What you need to do:
a) Quote the Pravda review word for word, beginning at the words "On the positive, the" and stopping after "Le Roux’s machinations.".
b) Write what comes next in the Pravda review, picking up right after its final sentence.

Given passage:
start
Pravda, David Hare’s warning about the death of Fleet Street and the coming of Murdoch, is now 30 years old. While some at least of what Hare predicted has not come true the play retains its bite.
The Tower Theatre Company’s new production delivers some good moments but overall is less successful than it could have been. The production lacks pace at times and, while the simple set is effective – a stage covered with newspaper print as a metaphor for how LeRoux and his real-life counterparts walked all over the traditional press – there is much that could and should be improved. Scene changes that should take place behind brief tableaux of “press” activity instead take place in front of the audience. There are telephone-related malfunctions on stage, which generally cannot be helped, but several curtain-related ones in the wings, which simply shouldn’t happen and suggest the stage manager should tighten discipline.
On the positive, the cavernous space of the Bridewell is used well for the multiple scene changes and the lighting and sound are effective. As Lambert Le Roux, a reptilian newspaper magnate, Max Fisher is properly menacing but his accent, while rightly and successfully played for comedic effect, is at times impenetrable, no more so than in the final word of the play. As Le Roux’s protégé, Oliver Ferriman conveys well the moral dilemmas that come with dining with the devil but, as his wife, Hannah West has little to do in a part that feels very underwritten. Ciara Robley is outstanding as the wife of Le Roux as is Nigel Campbell, playing an editor who falls foul of Le Roux’s machinations.
Among the wider ensemble too, there are other very good performances – Bill Boyd as the Bishop of Putney and Madeline Gordon, who demonstrates excellent comic timing as a bemused journalist and a drunk princess, while Michael Mayne is thoroughly convincing in various roles and David Hankinson plays a corrupt MP as if he was born to it. However, there are weaknesses too with some of the cast seemingly unsure how far over the top they should go and others whose acting falls short of the Tower’s normally high standards.
Pravda is an excellent play, and the Tower has timed its revival well, but this production needs a little more polish.
end
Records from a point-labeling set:
start
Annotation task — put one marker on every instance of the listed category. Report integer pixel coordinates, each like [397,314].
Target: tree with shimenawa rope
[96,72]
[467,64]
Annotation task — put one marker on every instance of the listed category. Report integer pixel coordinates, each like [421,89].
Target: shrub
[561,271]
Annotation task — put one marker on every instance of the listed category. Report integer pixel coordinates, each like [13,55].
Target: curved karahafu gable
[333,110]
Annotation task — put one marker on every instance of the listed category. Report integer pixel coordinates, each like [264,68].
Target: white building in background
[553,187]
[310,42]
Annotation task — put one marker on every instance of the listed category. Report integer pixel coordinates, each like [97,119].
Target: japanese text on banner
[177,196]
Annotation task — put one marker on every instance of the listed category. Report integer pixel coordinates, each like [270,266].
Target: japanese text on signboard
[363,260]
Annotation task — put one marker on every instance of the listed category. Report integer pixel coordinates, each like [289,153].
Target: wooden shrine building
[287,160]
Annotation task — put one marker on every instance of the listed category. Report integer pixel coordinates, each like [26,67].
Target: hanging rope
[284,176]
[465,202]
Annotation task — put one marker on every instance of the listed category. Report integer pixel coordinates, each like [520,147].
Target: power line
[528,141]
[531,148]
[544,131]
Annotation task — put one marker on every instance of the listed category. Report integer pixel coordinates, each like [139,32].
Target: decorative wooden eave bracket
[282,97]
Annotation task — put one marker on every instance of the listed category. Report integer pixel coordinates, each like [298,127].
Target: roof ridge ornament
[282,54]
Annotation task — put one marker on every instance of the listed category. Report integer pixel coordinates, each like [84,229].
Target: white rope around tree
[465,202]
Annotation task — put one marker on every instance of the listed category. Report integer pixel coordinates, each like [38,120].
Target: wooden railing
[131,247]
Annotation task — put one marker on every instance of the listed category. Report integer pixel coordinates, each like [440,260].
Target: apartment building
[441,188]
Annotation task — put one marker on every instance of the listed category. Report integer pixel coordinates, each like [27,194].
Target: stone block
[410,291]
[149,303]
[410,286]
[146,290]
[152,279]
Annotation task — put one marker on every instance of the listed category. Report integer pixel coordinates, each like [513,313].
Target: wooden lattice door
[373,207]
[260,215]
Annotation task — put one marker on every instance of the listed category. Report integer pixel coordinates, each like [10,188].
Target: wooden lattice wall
end
Responses for each task:
a)
On the positive, the cavernous space of the Bridewell is used well for the multiple scene changes and the lighting and sound are effective. As Lambert Le Roux, a reptilian newspaper magnate, Max Fisher is properly menacing but his accent, while rightly and successfully played for comedic effect, is at times impenetrable, no more so than in the final word of the play. As Le Roux’s protégé, Oliver Ferriman conveys well the moral dilemmas that come with dining with the devil but, as his wife, Hannah West has little to do in a part that feels very underwritten. Ciara Robley is outstanding as the wife of Le Roux as is Nigel Campbell, playing an editor who falls foul of Le Roux’s machinations.

b)
Review by Louis Mazzini
It’s 1985 and Lambert Le Roux is a South African press baron who dominates the British newspaper industry. He headhunts Andrew – a young, inexperienced journalist – to run his most recent acquisition, but it’s only a matter of time before Andrew’s conscience collides with what Le Roux is asking of him. Will integrity triumph over ambition?
Winner of the 1985 Evening Standard Best Play Award, Brenton and Hare’s biting comedy still asks pertinent questions thirty years after it was first performed. Pravda (Russian for “truth”) shows us what happens to the news before it reaches us.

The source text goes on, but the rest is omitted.